* START *

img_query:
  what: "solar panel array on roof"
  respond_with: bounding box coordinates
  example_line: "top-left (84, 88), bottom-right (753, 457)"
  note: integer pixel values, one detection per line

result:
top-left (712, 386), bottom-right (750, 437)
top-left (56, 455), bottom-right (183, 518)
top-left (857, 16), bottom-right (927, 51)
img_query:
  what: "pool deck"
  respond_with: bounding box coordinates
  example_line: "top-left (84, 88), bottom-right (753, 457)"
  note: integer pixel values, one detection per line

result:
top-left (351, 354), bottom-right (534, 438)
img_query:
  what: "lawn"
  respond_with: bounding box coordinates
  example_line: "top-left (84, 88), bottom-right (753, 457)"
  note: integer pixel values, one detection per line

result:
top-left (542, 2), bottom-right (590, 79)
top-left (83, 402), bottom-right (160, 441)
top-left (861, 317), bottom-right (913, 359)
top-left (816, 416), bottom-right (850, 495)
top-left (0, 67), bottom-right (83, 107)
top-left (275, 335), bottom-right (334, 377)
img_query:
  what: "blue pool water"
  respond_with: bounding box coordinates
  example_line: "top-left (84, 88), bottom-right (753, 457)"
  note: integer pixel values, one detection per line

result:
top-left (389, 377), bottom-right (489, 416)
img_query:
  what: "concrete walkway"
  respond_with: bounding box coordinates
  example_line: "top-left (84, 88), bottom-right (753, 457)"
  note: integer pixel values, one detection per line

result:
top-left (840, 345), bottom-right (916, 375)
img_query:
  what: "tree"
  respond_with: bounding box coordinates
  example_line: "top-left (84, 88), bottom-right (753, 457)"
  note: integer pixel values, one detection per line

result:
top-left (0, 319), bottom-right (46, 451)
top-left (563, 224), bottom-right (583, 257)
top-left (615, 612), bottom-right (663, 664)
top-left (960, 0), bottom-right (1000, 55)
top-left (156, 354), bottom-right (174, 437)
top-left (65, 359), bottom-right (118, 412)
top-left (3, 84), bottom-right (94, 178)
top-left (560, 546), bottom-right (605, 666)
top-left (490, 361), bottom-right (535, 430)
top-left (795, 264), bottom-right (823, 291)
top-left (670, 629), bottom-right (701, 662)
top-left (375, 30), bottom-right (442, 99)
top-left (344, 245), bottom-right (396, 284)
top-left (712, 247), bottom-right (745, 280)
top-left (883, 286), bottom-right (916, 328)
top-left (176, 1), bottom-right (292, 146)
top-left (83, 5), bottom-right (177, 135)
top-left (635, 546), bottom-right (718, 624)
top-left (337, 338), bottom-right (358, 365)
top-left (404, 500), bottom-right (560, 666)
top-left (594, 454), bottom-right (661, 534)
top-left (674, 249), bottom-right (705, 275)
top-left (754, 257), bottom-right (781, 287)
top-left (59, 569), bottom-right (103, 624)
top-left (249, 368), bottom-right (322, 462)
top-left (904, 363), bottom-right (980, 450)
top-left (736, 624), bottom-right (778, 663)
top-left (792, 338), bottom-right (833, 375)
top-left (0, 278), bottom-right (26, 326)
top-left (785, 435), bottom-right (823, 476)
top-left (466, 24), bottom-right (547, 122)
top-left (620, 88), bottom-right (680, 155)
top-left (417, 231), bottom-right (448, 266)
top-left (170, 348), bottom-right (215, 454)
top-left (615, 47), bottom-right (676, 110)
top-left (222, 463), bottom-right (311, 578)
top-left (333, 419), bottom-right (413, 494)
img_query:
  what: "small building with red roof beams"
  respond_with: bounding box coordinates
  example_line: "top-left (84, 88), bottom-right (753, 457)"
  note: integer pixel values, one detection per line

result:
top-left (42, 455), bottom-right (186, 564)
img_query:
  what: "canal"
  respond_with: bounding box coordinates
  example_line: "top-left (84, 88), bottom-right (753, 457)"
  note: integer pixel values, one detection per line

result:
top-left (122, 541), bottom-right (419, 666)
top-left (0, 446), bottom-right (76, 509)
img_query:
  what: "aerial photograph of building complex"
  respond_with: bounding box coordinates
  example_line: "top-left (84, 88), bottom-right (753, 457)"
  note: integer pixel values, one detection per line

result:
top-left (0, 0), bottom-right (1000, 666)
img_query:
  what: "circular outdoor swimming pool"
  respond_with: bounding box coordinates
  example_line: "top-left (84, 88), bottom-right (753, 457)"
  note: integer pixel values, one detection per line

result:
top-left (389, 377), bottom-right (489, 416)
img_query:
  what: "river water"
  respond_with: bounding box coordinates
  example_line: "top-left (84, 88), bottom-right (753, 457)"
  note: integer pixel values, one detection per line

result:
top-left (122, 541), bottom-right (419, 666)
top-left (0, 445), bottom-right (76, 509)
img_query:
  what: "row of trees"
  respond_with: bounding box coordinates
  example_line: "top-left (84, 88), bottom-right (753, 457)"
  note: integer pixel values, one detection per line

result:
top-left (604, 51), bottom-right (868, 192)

* END *

● **Problem description**
Revise the material above so that each "bounding box coordinates" becomes "box corner coordinates", with every other line left unchanged.

● **Exercise result**
img_query:
  what: "solar panel array on roof"
  respond_with: box corner coordinates
  example_line: "top-left (84, 88), bottom-right (753, 457)"
  note: integer pixel values, one detection per line

result:
top-left (712, 386), bottom-right (750, 437)
top-left (56, 455), bottom-right (183, 518)
top-left (857, 16), bottom-right (927, 51)
img_query:
  what: "pool deck"
  respond_with: box corner coordinates
  example_line: "top-left (84, 88), bottom-right (753, 457)"
  note: integer pixel values, one detection per line

result:
top-left (351, 354), bottom-right (534, 438)
img_query:
  what: "lawn"
  respond_with: box corner coordinates
  example_line: "top-left (84, 88), bottom-right (753, 457)"
  note: integer pixel values, one detection per line

result:
top-left (542, 2), bottom-right (590, 79)
top-left (83, 402), bottom-right (160, 441)
top-left (861, 317), bottom-right (913, 359)
top-left (816, 416), bottom-right (850, 495)
top-left (0, 67), bottom-right (83, 107)
top-left (275, 335), bottom-right (334, 377)
img_query:
  what: "blue pool water"
  respond_with: box corner coordinates
  example_line: "top-left (84, 88), bottom-right (753, 457)"
  note: integer pixel values, one detection per line

result:
top-left (389, 377), bottom-right (489, 416)
img_query:
  what: "concrete walkway"
  respond_with: box corner coordinates
  example_line: "top-left (84, 88), bottom-right (753, 457)"
  note: integer pixel values, one detection per line

result:
top-left (840, 345), bottom-right (916, 375)
img_query:
  what: "tree"
  respond_with: box corner coordinates
  example_line: "top-left (84, 88), bottom-right (753, 457)"
  note: integer pixel values, one detection per line

result:
top-left (0, 319), bottom-right (46, 451)
top-left (563, 224), bottom-right (583, 257)
top-left (615, 612), bottom-right (663, 664)
top-left (960, 0), bottom-right (1000, 55)
top-left (156, 354), bottom-right (174, 437)
top-left (65, 359), bottom-right (118, 412)
top-left (3, 84), bottom-right (94, 178)
top-left (560, 546), bottom-right (605, 666)
top-left (490, 361), bottom-right (535, 430)
top-left (795, 264), bottom-right (823, 291)
top-left (670, 629), bottom-right (701, 662)
top-left (375, 30), bottom-right (442, 99)
top-left (344, 245), bottom-right (396, 284)
top-left (712, 247), bottom-right (745, 280)
top-left (883, 286), bottom-right (916, 328)
top-left (176, 1), bottom-right (292, 146)
top-left (83, 5), bottom-right (177, 135)
top-left (635, 546), bottom-right (718, 624)
top-left (337, 338), bottom-right (358, 365)
top-left (404, 500), bottom-right (560, 666)
top-left (594, 454), bottom-right (661, 534)
top-left (674, 249), bottom-right (705, 275)
top-left (754, 257), bottom-right (781, 287)
top-left (59, 569), bottom-right (103, 624)
top-left (249, 368), bottom-right (322, 462)
top-left (904, 363), bottom-right (980, 450)
top-left (736, 624), bottom-right (778, 663)
top-left (792, 338), bottom-right (833, 375)
top-left (0, 278), bottom-right (26, 326)
top-left (785, 435), bottom-right (823, 476)
top-left (466, 24), bottom-right (547, 122)
top-left (620, 88), bottom-right (680, 155)
top-left (417, 231), bottom-right (448, 266)
top-left (170, 348), bottom-right (215, 454)
top-left (615, 47), bottom-right (676, 110)
top-left (222, 463), bottom-right (311, 578)
top-left (333, 419), bottom-right (413, 494)
img_query:
  what: "small building with red roof beams"
  respond_with: box corner coordinates
  example_line: "top-left (84, 88), bottom-right (753, 457)"
  note: integer pixel values, one detection per line

result:
top-left (42, 455), bottom-right (186, 564)
img_query:
  what: "canal"
  respond_with: box corner coordinates
  example_line: "top-left (84, 88), bottom-right (753, 457)"
  note: integer pixel values, one detection per line

result:
top-left (122, 541), bottom-right (419, 666)
top-left (0, 446), bottom-right (76, 509)
img_query:
  what: "aerial photograph of building complex"
  respond_with: box corner coordinates
  example_line: "top-left (84, 88), bottom-right (753, 457)"
  note: integer pixel values, one detection per line

result:
top-left (0, 0), bottom-right (1000, 666)
img_query:
  what: "circular outdoor swimming pool"
  respond_with: box corner coordinates
  example_line: "top-left (84, 88), bottom-right (753, 457)"
  note: integer pixel values, one detection per line

result:
top-left (389, 377), bottom-right (489, 416)
img_query:
  what: "river water"
  respond_with: box corner coordinates
  example_line: "top-left (84, 88), bottom-right (753, 457)"
  note: integer pixel values, one detection per line

result:
top-left (122, 541), bottom-right (419, 666)
top-left (0, 445), bottom-right (76, 509)
img_query:
  what: "row of trees"
  respond_with: box corner coordinates
  example_line: "top-left (84, 88), bottom-right (753, 457)"
  note: integer pixel values, one detection per line

result:
top-left (604, 51), bottom-right (868, 192)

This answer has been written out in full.